**DATA FOR THE TASK:**
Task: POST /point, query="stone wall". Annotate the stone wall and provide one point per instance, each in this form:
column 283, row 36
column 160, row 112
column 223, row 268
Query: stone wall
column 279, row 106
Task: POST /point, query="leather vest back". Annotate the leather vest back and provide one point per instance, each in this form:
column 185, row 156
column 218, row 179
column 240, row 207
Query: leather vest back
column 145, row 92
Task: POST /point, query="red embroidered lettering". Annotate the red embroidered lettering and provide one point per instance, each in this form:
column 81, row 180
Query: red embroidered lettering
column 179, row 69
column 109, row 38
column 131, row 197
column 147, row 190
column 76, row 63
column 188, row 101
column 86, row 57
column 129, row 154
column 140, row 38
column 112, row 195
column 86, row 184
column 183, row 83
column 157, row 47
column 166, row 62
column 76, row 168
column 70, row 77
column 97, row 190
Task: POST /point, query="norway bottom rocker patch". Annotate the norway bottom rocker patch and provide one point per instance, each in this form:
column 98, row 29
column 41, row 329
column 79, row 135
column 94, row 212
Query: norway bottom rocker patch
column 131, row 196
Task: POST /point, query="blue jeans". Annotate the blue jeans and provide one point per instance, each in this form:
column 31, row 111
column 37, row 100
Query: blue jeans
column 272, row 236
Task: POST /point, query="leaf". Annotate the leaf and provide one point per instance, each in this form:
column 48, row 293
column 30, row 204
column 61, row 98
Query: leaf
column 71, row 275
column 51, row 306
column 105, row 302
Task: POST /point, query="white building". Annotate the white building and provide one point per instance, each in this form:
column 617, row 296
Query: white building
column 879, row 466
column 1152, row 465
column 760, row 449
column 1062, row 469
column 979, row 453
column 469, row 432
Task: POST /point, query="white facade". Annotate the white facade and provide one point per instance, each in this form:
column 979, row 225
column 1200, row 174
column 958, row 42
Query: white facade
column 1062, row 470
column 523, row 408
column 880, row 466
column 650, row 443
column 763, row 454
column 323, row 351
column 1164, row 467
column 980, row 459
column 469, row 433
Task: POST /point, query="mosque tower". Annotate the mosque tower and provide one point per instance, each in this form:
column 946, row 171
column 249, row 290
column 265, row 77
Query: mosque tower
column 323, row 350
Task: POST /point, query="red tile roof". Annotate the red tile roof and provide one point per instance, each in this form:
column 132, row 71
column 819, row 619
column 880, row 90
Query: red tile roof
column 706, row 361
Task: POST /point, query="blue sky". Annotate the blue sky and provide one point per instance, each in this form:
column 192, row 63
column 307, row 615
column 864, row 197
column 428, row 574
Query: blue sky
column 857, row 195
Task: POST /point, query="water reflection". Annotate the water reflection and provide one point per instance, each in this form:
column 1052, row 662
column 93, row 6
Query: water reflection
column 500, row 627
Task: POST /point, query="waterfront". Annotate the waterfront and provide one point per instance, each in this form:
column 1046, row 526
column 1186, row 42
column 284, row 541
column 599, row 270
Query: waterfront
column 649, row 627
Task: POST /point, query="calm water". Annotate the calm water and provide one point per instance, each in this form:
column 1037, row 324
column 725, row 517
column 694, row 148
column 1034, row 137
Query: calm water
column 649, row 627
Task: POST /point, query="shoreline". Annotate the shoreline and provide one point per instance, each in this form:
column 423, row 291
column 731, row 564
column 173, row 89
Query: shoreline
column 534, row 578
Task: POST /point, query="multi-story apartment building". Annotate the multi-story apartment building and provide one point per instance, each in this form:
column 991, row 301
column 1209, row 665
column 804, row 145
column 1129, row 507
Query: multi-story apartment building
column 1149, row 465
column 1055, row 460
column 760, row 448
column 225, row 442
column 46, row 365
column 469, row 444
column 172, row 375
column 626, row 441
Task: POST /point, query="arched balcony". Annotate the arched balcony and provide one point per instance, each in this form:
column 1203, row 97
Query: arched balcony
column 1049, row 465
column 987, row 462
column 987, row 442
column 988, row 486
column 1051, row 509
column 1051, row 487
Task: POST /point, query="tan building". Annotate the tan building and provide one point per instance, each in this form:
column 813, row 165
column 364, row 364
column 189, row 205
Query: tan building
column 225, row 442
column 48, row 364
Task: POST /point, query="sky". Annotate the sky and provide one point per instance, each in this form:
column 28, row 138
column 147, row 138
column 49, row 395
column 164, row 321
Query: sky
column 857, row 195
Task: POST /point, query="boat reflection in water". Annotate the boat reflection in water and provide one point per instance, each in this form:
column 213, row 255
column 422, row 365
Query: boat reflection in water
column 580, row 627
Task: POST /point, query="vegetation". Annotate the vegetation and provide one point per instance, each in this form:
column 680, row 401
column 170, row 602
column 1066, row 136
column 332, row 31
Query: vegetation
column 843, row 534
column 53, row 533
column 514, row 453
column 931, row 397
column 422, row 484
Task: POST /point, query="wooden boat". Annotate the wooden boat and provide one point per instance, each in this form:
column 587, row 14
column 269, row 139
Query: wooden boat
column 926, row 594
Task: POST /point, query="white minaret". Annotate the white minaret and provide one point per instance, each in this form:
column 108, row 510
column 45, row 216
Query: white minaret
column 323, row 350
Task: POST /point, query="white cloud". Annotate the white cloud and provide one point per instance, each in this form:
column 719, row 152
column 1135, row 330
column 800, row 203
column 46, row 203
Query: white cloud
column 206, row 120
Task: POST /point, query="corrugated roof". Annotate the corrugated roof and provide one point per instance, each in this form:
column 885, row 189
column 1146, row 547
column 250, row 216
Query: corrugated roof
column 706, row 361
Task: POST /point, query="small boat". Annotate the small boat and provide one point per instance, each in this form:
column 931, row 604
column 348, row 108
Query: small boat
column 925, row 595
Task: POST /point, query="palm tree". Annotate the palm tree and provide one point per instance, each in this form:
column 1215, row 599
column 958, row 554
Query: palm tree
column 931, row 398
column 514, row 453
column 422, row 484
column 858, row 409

**WHAT THE EXERCISE ASKS:** Reproduce the full listing word for word.

**WORKED ANSWER:**
Task: POST /point, query="stone wall". Annotate the stone wall and provide one point per instance, each in this form:
column 283, row 36
column 160, row 112
column 223, row 268
Query: stone wall
column 279, row 106
Task: POST /point, query="leather vest back". Annotate the leather vest back and provide one point per instance, each in this form:
column 185, row 156
column 218, row 179
column 240, row 207
Query: leather vest back
column 145, row 92
Task: POST /point, query="red embroidered lettering". Annotate the red embroidered lettering and provide one point per instance, each in this form:
column 81, row 180
Query: red embroidered lettering
column 179, row 69
column 109, row 38
column 131, row 197
column 147, row 190
column 76, row 63
column 188, row 101
column 86, row 57
column 129, row 154
column 140, row 38
column 112, row 195
column 86, row 184
column 183, row 83
column 157, row 47
column 166, row 62
column 76, row 168
column 70, row 77
column 97, row 190
Task: POST /point, query="norway bottom rocker patch". Annotate the norway bottom rocker patch and provide one point per instance, each in this form:
column 98, row 29
column 41, row 329
column 79, row 135
column 94, row 212
Query: norway bottom rocker patch
column 131, row 196
Task: POST /point, query="blue jeans". Annotate the blue jeans and provide one point per instance, each in this form:
column 31, row 111
column 37, row 100
Query: blue jeans
column 272, row 236
Task: POST /point, query="leaf". Annotate the leaf and provide one point per instance, each in this form:
column 48, row 293
column 30, row 204
column 61, row 98
Query: leaf
column 71, row 275
column 51, row 306
column 105, row 302
Task: POST /point, query="white building". Annotate the white building and provide one point per instance, each in this form:
column 617, row 296
Query: white building
column 879, row 466
column 1152, row 465
column 760, row 449
column 1062, row 469
column 979, row 453
column 469, row 432
Task: POST /point, query="white facade". Annotate the white facade and provide one point per instance, each in this form:
column 979, row 225
column 1200, row 174
column 958, row 42
Query: white facade
column 1062, row 470
column 523, row 408
column 880, row 466
column 650, row 443
column 763, row 454
column 323, row 351
column 1164, row 467
column 980, row 459
column 469, row 433
Task: POST /point, query="mosque tower". Annotate the mosque tower and provide one point per instance, each in this form:
column 946, row 171
column 249, row 290
column 265, row 77
Query: mosque tower
column 323, row 350
Task: POST /point, query="red tile roof". Annotate the red tile roof and provide one point per instance, each in this form:
column 132, row 71
column 819, row 619
column 880, row 90
Query: red tile roof
column 706, row 361
Task: POST /point, query="blue sky". Annotate the blue sky and provide one point per instance, each in this form:
column 192, row 63
column 307, row 615
column 864, row 197
column 428, row 574
Query: blue sky
column 857, row 195
Task: POST /point, query="water reflection". Annotate the water reflection and provide one point per instance, each in this form:
column 1052, row 662
column 93, row 6
Query: water reflection
column 500, row 627
Task: POST /point, query="waterfront". Annotate the waterfront and provide one point per instance, each in this form:
column 1046, row 526
column 1186, row 42
column 284, row 541
column 599, row 270
Query: waterfront
column 649, row 627
Task: POST /point, query="calm water". Annotate the calm water and provide one point per instance, each in this form:
column 1037, row 324
column 725, row 517
column 694, row 148
column 1034, row 137
Query: calm water
column 649, row 627
Task: POST /point, query="shoreline". Annotate the shoreline and provide one point per instance, each in this form:
column 423, row 291
column 731, row 564
column 173, row 89
Query: shoreline
column 534, row 578
Task: POST /point, query="multi-story apartment building". Annotate the multi-story apartment building and provide one point per instance, each in this form:
column 991, row 301
column 1209, row 665
column 804, row 145
column 1129, row 507
Query: multi-story apartment building
column 1149, row 465
column 1055, row 460
column 760, row 448
column 225, row 442
column 46, row 365
column 469, row 444
column 172, row 375
column 626, row 441
Task: POST /point, query="arched balcony". Annotate the arched balcony and provide one point per instance, each in this form:
column 1203, row 97
Query: arched balcony
column 1049, row 465
column 987, row 462
column 987, row 442
column 988, row 486
column 1051, row 509
column 1051, row 487
Task: POST /point, query="tan building". Annotate the tan building and provide one point per instance, each in this form:
column 813, row 165
column 364, row 364
column 189, row 205
Query: tan building
column 225, row 442
column 48, row 364
Task: POST /point, query="sky". Annotate the sky and provide one point per instance, each in this form:
column 28, row 138
column 147, row 138
column 49, row 395
column 164, row 321
Query: sky
column 857, row 195
Task: POST /point, query="boat reflection in water". Annotate the boat reflection in water and provide one point per instance, each in this form:
column 213, row 255
column 422, row 365
Query: boat reflection in water
column 580, row 627
Task: POST /point, query="vegetation". Annotate the vegetation and provide one point per instance, each in this form:
column 680, row 401
column 170, row 602
column 1066, row 136
column 332, row 31
Query: vegetation
column 843, row 534
column 53, row 533
column 514, row 453
column 931, row 397
column 422, row 484
Task: POST /point, query="wooden boat". Annotate the wooden boat and provide one point per instance, each in this form:
column 587, row 14
column 269, row 139
Query: wooden boat
column 926, row 594
Task: POST /point, query="white minaret". Annotate the white minaret and provide one point per instance, each in this form:
column 108, row 510
column 45, row 216
Query: white minaret
column 323, row 350
Task: POST /point, query="white cloud". Annotate the white cloud and provide one point per instance, each in this form:
column 719, row 152
column 1135, row 330
column 800, row 203
column 46, row 203
Query: white cloud
column 206, row 120
Task: POST /point, query="corrugated roof". Annotate the corrugated roof and provide one point per instance, each in this form:
column 885, row 189
column 1146, row 547
column 250, row 216
Query: corrugated roof
column 706, row 361
Task: POST /point, query="small boat". Annotate the small boat and provide one point per instance, each in this form:
column 931, row 604
column 348, row 108
Query: small boat
column 925, row 595
Task: POST /point, query="palm tree". Annotate the palm tree and provide one point per instance, each in this form:
column 1215, row 599
column 958, row 554
Query: palm tree
column 931, row 398
column 514, row 453
column 422, row 484
column 858, row 409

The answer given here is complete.